___ Extract provided ___
Monday, 9 December 2013

Foxes and fings

As I suggested I would do at the end of my last posting, I arrived at the reserve yesterday morning at dawn, and just as the eastern sky was beginning to turn pink as the sun began to climb below the horizon.
I just love the dawn, no matter what time of year it is, it offers much promise for the ensuing day, it doesn't always turn out to be good but for that brief period in time, hope is always there. This photo looks eastwards along the reserve sea wall and in the distance you can just make out the buildings inside Shellness Hamlet.


Everything about that time of day is so great, birds become active again after a long night, they become vocal and the marsh echos to their calls, the sun gradually creeps higher until it peeps over the distant hills, the last dark corners brighten up and all of a sudden a new day is fully lit. The Greylag Geese below could feel it and they moved into the reserve for a wash and brush up after pre-dawn feeding out on the farmland winter corn fields.
Apart from the opportunity to enjoy such a wonderful time of day, I was also there to see if the local wildfowlers were out and about on the saltings, they've been so quiet this season, but despite the lure of the Greylag and White-fronted Geese there was nobody about, except a lone and early birdwatcher who appeared along the sea wall as the light began to brighten.


Driving home after my visit, I came across this young fox by "Capel Corner" along the Harty Road. It was drinking from a roadside puddle and as far as I could see it was fit and healthy, but it made no attempt to run off as my car approached. I drove past a few yards and stopped in the road, wondering if I might get a photo or two. By the time that I got out of the car the fox was sitting in the middle of the road, about ten yards away and seemingly taking in the view, not the way that nervous and truly wild foxes act.  


 I took a couple of photos and then to my amazement and despite the rabid barking of my two terriers who were looking at the "enemy" through the rear window of the car, the fox began to walk towards me. It got to within five yards and then eventually the barking of the dogs deterred it from getting any closer but I'm sure that without them there that I could of possibly almost stroked it.


Clearly this fox was not acting like any fox that I had come across on the Sheppey marshes, most get one glimpse of you and turn and run for their lives, this one was almost tame. It wasn't there when I went past earlier that morning, I came to suspect that some "do-gooder" had released it, hoping that it would have a happy life after being returned to the countryside, but it doesn't work like that. Elmley NNR has suffered for years from foxes, captured in cities such as London and being illegally released along the track out there.  They can be as unsure and scared of the wild countryside as some humans are and their trusting nature simply makes them vulnerable to being shot, the one above will surely suffer that fate in the near future.
___
§ **Written instruction**: Could you continue the blog post about the dawn visit and the tame fox from its final sentence onward?
___ Information provided ___
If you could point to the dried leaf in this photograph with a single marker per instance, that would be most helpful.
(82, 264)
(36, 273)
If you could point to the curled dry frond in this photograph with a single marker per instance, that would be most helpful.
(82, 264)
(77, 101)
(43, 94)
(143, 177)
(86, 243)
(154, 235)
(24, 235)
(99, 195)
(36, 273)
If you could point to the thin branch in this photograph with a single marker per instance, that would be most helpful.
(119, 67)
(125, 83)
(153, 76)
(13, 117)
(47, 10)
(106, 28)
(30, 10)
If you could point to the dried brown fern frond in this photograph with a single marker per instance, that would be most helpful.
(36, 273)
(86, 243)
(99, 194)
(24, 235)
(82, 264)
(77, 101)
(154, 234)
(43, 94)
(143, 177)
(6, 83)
___
§ **Output below**:
Now I have mixed feelings in respect of foxes, having watched them almost wipe out a breeding colony of Avocets on the reserve, I fully accept and agree with then being controlled in the countryside where vulnerable species become threatened by their increased predation, but after yesterday the "but" gets much bigger. Looking at that young fox sitting on the road looking bewildered, it was almost like looking at one of my dogs and I know I could never be the one that pulled the trigger on it.    

Leaving that confusing and emotional subject behind, lets look at last week's mega North Sea surge. For many years I have complained and written to the Environment Agency about their annual mowing of the sea wall in front of the reserve. So many butterflies, moths and other types of wildlife use the long grass of the sea walls as both their refuge and breeding site that it has always seemed to be environmental vandalism to mow them so short every year. But at a pre-Christmas get-together at Elmley yesterday, all became clear. Apparently, if seawater manages to clear the top of the wall and run down the overgrown inland side of the wall, it will have to run through the tangled and un-mown vegetation and in doing so rips out the vegetation and then the exposed soil it is growing in. This happened to a section of the Elmley sea wall in last week's surge between Elmley Hill and the Elmley Ferry site. The sea wall there is lower than some others on Sheppey and as a result was over-topped and erosion was caused on the inland side, potentially weakening the wall and allowing some sea water to get into the fresh water fleet alongside. Photos taken by the reserve management show this to be case but fortunately they had their own on-site JCB and this quickly repaired the damage.

4 comments:

  1. Sound a great morning. I agree Derek, you can't beat an early start all made better by the lovely fox view.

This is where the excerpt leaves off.